** Start Quoted text **

Cliteur seems to overreach in saying that in order to end terrorism, we need to teach citizens to reject DCT. Contrary to what Cliteur wants to suggest, there may be serious reasons to think that the real danger isn't DCT or the sacred texts but certain misinterpretations and misuses of these texts, not the sacred texts themselves. When religious terrorists take their holy books to say that God or Allah commands them to engage in terrorism, perhaps the problem is just that they've misread their holy books. Education and inquiry probably are quite important, as Cliteur wants to say; but they may need to start with certain questions that he shies away from -- questions such as: What does the text really say? What's the broader context in which it's said? To whom is it addressed? Is the text intended as history, parable, an allegory, or poetry? What's the proper application of the story in the text? Answering these sorts of questions doesn't entail that interpreters are relativists or that they're "violating the integrity of the text" (262). And when religions need to be criticized, as they often do, what they need most may be what Jeffrey Stout calls "immanent criticism."[1] If one wonders whether better interpretative practices can do the trick, it makes sense to consider cases where immanent criticism has actually been employed. One such example might be Judge Hamoud al-Hitar's reported success in debating more than 350 captured Al Qaeda members in Yemen. His strategy has been to challenge these potential terrorists to a theological debate of sorts with him and a panel of Islamic theologians: "If you can convince us that your ideas are justified by the Koran, then we will join you in your struggle … But if we succeed in convincing you of our ideas, then you must agree to renounce violence."[2] There's some indication that Hitar and his team of Islamic theologians have been successful in keeping these potential terrorists from engaging in future acts of violence, and -- importantly -- not by getting them to reject DCT but by getting them to think about how to interpret what they take to be God's written word in the first place.

** End Quoted text **
** Start Data extract **

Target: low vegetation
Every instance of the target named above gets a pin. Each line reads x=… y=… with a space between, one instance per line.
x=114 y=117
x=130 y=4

** End Data extract **

Exercise A:
Do these statements agree with the passage on Cliteur above? Answer yes or no for each, and quote the deciding words of the passage exactly.
(i) Hitar reportedly debated more than 350 captured Al Qaeda members in Yemen.
(ii) Hitar's team reportedly kept potential terrorists from violence by getting them to reject DCT.
(iii) The passage holds that education and inquiry are of little importance.
Exercise B:
Answer these questions from the passage on Cliteur above:
(i) Who is the passage's source for the term "immanent criticism"?
(ii) Which four kinds of writing does the passage list as what a text might be intended as?
(iii) Besides Hitar, who made up the panel in the theological debate?

Full response A:
(i) Yes: "debating more than 350 captured Al Qaeda members in Yemen"
(ii) No: "not by getting them to reject DCT but by getting them to think about how to interpret what they take to be God's written word in the first place"
(iii) No: "Education and inquiry probably are quite important"

Full response B:
(i) Jeffrey Stout
(ii) History, parable, an allegory, or poetry
(iii) A panel of Islamic theologians